## Instructions for the task
Rewrite every line of the records from the line holding "Expected output, for every instance of the young" through the end of the records, both ends included. In the answers, multiply each coordinate by 2.35 and round to whole numbers, with halves rounded up.

## Dataset records
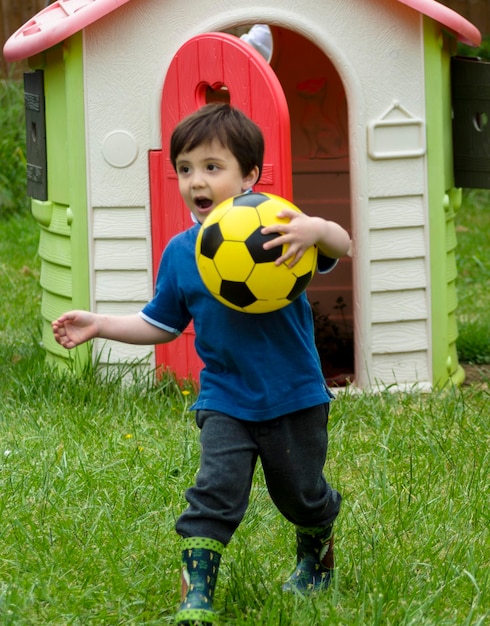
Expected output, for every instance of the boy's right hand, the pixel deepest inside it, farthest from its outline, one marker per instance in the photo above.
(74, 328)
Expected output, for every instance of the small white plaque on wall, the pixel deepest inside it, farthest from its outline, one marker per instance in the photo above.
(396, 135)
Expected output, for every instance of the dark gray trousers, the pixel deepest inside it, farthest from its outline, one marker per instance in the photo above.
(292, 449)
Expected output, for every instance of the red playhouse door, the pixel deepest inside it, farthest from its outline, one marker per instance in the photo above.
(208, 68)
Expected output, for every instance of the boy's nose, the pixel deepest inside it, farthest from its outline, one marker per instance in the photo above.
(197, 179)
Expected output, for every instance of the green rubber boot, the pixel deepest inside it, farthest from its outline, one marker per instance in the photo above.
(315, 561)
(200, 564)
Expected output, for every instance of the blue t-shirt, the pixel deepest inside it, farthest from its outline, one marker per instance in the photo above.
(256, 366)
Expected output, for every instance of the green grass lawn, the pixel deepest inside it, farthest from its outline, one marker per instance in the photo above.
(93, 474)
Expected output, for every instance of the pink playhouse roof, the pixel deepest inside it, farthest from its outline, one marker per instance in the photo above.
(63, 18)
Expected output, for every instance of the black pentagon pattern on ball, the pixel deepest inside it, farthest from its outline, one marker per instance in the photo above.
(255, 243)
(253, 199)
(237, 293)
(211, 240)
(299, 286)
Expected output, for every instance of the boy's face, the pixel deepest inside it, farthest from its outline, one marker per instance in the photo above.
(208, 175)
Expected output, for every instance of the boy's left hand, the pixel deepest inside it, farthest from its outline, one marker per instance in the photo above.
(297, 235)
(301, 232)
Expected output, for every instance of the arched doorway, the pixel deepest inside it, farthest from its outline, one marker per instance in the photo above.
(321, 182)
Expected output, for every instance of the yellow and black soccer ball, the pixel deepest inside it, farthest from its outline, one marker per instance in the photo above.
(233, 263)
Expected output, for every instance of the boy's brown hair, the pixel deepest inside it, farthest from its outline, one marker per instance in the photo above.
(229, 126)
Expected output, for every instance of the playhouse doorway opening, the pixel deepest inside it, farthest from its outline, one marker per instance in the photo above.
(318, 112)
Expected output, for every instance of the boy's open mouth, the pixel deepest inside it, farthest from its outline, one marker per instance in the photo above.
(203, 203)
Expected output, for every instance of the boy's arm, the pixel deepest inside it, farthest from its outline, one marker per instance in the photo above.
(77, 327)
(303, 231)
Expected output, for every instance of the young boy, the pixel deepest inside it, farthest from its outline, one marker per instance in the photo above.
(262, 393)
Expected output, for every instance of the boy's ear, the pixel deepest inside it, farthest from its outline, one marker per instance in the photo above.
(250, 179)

## Task solution
Expected output, for every instance of the young boy, the pixel deepest inside it, farthest from its outline, one marker per instance in the photo above.
(616, 924)
Expected output, for every instance of the boy's ear, the pixel deepest inside it, farthest from its outline, one marker per instance in the photo above.
(588, 421)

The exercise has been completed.